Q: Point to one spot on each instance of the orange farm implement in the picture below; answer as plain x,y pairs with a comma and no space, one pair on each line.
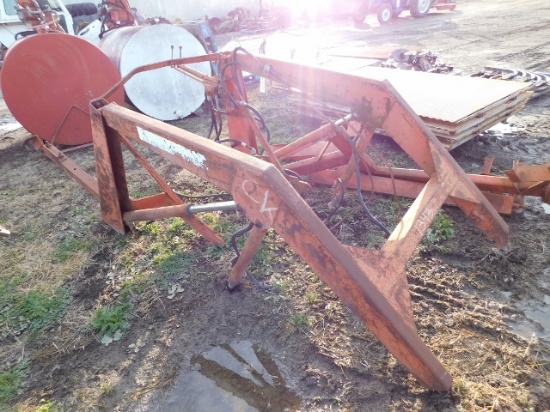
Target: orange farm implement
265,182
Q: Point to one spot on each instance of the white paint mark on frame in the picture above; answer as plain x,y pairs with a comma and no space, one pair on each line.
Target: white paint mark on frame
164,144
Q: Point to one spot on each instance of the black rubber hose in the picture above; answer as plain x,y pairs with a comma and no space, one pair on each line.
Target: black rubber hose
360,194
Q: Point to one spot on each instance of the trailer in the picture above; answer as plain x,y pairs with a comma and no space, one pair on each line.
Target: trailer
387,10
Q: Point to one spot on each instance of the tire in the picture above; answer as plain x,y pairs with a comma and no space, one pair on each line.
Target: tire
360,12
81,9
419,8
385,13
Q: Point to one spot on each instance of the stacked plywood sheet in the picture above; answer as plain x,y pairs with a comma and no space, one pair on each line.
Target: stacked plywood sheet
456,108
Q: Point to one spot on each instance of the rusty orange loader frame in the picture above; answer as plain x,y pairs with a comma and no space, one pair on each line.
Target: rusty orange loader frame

...

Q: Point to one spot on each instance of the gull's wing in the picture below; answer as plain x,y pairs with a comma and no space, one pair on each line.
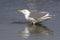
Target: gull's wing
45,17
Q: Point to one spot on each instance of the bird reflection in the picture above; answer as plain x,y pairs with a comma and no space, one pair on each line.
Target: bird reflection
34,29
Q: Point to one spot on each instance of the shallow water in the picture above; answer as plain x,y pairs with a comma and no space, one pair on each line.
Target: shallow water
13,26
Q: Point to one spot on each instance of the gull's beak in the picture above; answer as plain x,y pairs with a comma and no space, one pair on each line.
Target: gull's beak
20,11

--

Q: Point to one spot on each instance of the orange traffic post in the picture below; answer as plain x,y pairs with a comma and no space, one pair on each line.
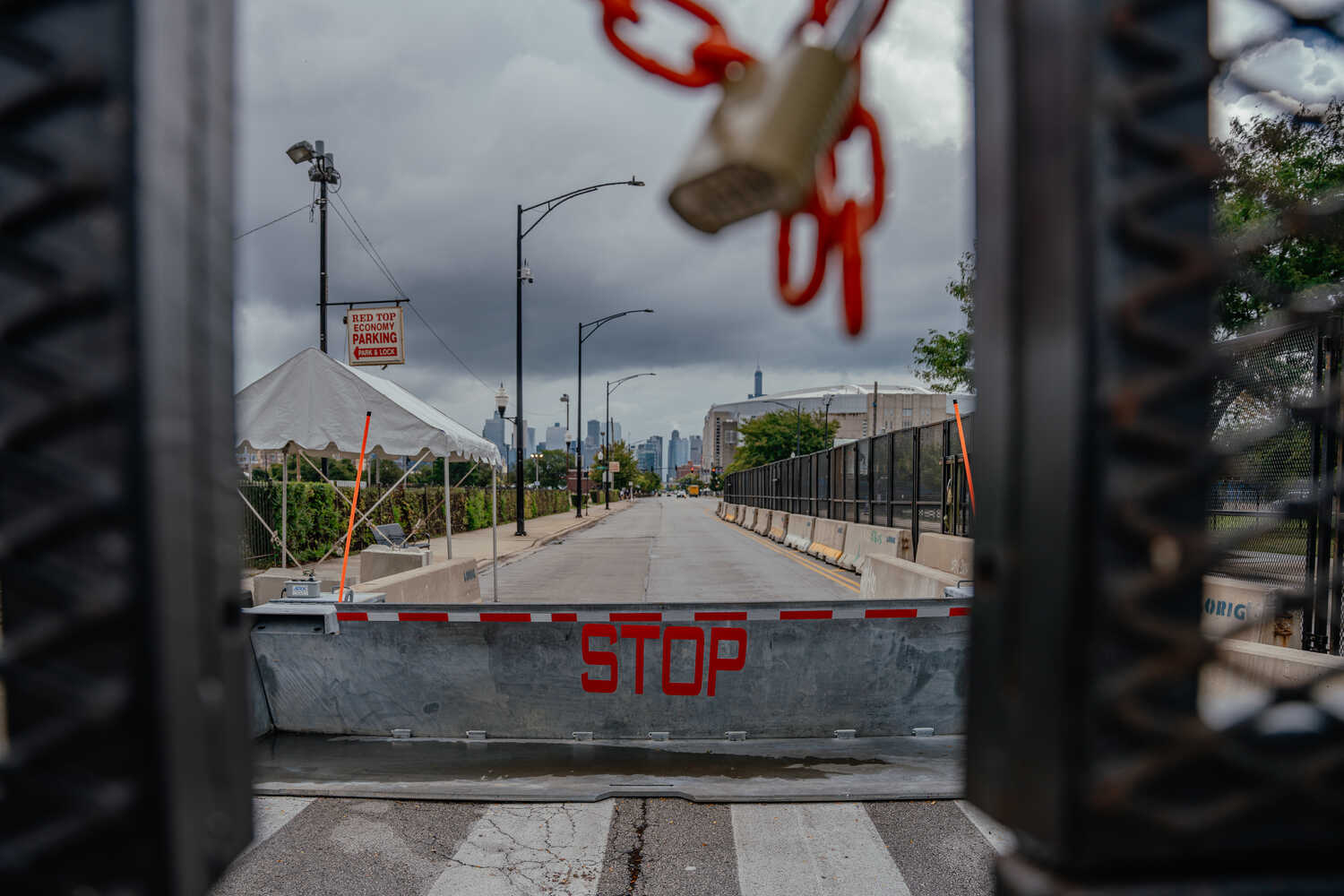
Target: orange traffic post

- [Your instructions]:
Could you copy out the records above word for word, from the line with "the orange traffic" to the line with "Target: orange traffic post" (both included), with the picture left out?

- [Problem solution]:
Q: Point to one spot on each instance of the orange traffic post in the picture below; answer as plain x,y pairs with a comma and no space, one pair on each line.
Target: orange traffic post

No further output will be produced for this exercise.